>> Begin DATA TO USE

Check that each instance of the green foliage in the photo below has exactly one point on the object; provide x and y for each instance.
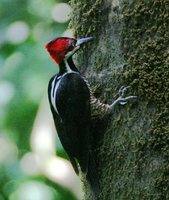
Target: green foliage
(25, 69)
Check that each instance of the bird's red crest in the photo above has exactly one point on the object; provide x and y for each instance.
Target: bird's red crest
(58, 47)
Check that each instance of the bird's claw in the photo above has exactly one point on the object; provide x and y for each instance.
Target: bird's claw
(123, 89)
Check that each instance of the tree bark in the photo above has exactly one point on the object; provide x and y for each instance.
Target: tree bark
(130, 47)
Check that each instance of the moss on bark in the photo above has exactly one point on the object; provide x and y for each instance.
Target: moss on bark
(130, 47)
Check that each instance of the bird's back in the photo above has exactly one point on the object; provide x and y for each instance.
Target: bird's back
(71, 114)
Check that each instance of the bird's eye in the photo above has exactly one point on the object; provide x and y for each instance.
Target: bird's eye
(72, 43)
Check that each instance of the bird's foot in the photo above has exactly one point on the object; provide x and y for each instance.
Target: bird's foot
(122, 100)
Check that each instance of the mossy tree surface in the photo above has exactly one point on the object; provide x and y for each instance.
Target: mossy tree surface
(130, 48)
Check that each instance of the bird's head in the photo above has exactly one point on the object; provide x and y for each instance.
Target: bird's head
(63, 47)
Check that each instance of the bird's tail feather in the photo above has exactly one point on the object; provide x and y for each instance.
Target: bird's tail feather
(92, 176)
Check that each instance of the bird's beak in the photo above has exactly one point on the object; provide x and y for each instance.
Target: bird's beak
(83, 40)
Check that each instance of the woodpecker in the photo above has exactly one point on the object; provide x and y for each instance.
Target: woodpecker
(71, 102)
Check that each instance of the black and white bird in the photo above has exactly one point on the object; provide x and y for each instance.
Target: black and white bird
(71, 102)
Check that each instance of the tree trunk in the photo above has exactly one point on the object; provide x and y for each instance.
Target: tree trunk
(130, 47)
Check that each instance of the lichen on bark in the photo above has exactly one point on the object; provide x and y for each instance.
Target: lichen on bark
(130, 47)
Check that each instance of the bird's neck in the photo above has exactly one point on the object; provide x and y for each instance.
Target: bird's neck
(66, 66)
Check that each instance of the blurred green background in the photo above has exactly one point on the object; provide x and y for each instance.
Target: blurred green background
(33, 164)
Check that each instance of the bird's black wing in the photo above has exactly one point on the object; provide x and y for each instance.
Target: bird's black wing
(73, 118)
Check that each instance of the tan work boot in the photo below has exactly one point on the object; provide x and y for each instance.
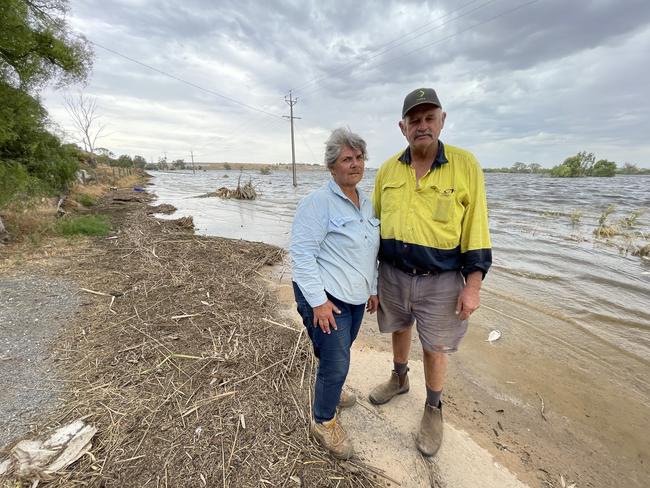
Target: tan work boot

>> End DATA TO USE

TASK INSTRUCTIONS :: Reproduce, word for word, every line of the entries from the one containing "Check that each instance of the bird's neck" through the last line of the entries, both ends included, and leave the pictures out.

REPLY TO THE EXERCISE ::
Check that each instance of the bird's neck in the photo above has exactly one point on the object; provide x and y for each instance.
Target: bird's neck
(66, 66)
Check that each instance of the blurred green background in the photo above has exactly one point on the object; provide x and y for each instance.
Target: blurred green background
(33, 164)
Check that each instance of the bird's black wing in the photo above has exactly one point on the object; provide x and y for each instance.
Target: bird's black wing
(73, 118)
Check that each instance of the tan work boot in the photo below has exactly one point on the object; provide x and y for each instance.
Target: tan work boot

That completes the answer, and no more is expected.